TASK OBJECTIVE: Gather every line in the material below that contains the word "camera" and copy each of those lines in full.

(begin)

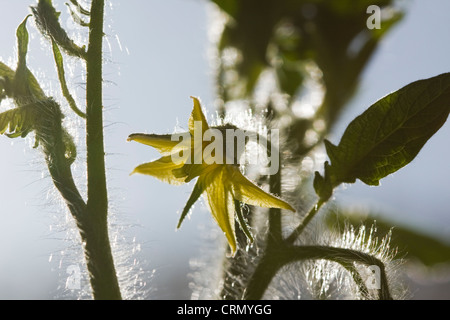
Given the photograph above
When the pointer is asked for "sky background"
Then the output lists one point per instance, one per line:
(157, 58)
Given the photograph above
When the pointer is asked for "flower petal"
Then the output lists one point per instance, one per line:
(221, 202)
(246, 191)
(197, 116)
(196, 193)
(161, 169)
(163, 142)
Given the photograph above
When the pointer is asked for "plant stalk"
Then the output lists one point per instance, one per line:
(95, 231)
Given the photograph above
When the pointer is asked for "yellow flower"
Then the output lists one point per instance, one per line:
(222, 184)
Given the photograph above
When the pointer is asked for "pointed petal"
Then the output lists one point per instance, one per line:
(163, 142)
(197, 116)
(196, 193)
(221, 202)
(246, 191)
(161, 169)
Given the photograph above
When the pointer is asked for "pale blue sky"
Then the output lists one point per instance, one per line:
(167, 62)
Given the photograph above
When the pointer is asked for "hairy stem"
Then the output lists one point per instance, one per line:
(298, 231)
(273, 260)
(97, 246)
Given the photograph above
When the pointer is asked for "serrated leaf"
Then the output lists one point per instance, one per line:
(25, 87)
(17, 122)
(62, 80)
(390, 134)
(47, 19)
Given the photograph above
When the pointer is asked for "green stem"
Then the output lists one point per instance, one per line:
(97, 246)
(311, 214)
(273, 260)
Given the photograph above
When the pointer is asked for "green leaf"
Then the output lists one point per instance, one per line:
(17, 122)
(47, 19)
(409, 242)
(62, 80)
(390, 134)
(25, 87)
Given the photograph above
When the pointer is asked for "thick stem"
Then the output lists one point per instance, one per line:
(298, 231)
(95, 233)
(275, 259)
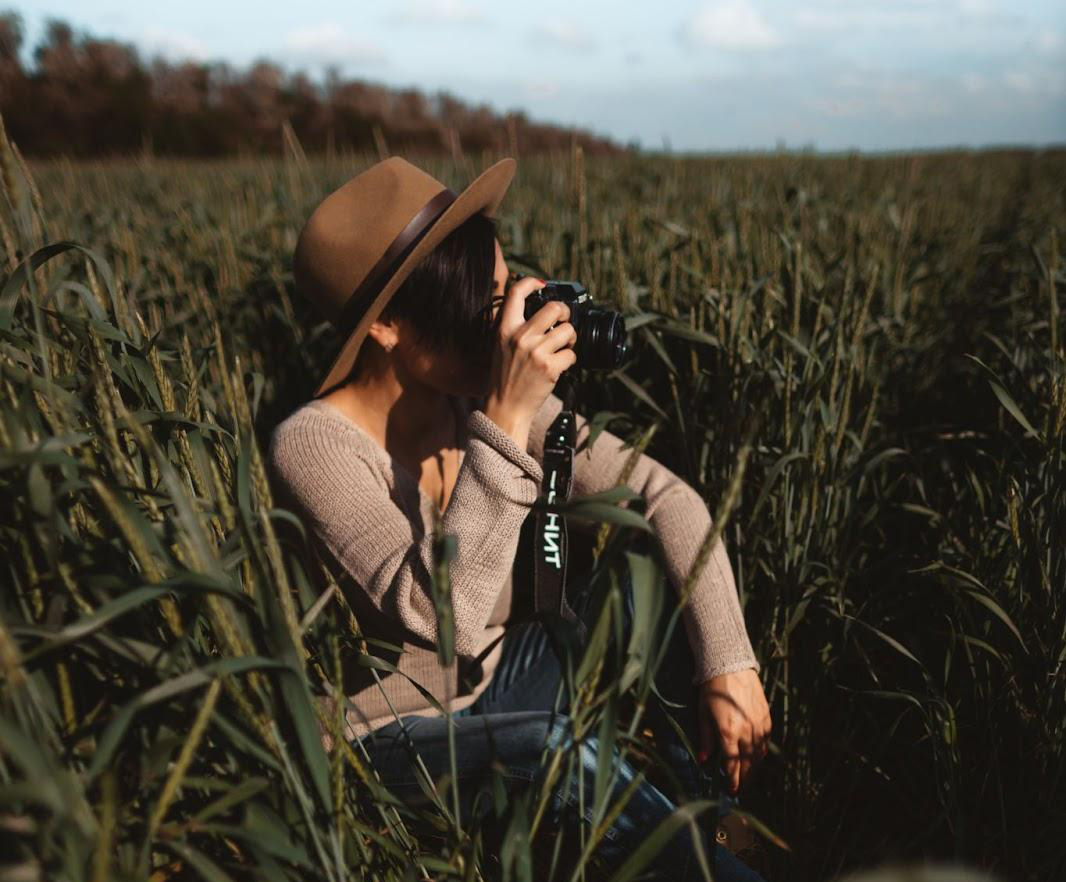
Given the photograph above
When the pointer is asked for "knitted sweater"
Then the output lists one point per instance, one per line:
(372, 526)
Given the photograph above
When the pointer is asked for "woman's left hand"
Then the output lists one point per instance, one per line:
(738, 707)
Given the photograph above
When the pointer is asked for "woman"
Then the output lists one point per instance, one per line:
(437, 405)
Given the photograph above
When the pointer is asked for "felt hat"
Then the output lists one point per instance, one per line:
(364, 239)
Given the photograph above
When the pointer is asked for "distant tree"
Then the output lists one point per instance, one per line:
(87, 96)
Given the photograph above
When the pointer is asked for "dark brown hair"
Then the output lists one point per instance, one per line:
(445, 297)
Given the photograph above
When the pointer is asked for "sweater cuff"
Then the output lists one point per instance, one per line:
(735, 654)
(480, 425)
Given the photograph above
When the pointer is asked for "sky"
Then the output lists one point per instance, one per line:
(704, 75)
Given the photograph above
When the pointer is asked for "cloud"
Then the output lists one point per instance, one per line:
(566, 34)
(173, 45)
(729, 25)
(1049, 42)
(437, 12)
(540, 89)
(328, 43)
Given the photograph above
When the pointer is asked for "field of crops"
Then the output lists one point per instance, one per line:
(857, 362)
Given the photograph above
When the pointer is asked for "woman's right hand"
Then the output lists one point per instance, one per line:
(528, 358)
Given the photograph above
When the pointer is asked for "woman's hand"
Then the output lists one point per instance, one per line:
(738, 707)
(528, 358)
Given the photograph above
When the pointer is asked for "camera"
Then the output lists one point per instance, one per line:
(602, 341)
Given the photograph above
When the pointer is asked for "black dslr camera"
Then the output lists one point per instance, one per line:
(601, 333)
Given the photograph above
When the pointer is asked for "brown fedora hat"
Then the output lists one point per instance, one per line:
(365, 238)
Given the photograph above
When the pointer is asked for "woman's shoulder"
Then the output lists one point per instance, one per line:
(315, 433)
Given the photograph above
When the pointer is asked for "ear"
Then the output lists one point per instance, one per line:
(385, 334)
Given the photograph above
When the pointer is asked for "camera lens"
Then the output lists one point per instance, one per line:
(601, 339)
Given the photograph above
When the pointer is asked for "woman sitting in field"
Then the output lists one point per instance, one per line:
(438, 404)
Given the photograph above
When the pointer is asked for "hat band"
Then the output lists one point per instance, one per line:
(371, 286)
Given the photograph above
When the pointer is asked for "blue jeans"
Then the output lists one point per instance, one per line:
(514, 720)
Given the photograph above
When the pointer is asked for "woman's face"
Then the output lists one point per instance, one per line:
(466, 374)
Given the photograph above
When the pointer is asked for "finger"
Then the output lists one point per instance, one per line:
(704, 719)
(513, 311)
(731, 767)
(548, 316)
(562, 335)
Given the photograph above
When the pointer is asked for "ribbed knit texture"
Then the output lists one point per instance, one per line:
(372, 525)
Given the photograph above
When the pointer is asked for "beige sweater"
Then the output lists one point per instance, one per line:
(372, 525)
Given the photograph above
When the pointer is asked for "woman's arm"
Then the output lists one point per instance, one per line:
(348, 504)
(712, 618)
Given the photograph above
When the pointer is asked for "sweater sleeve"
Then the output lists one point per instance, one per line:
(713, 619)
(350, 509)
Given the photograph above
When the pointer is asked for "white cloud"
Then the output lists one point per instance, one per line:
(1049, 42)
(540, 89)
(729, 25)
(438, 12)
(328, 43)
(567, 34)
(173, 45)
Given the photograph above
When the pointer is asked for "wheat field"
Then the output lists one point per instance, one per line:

(end)

CORRECT ANSWER:
When the pointer is asked for "camera"
When the pointer is asked for "black dslr camera"
When the pointer is asked for "camera lens"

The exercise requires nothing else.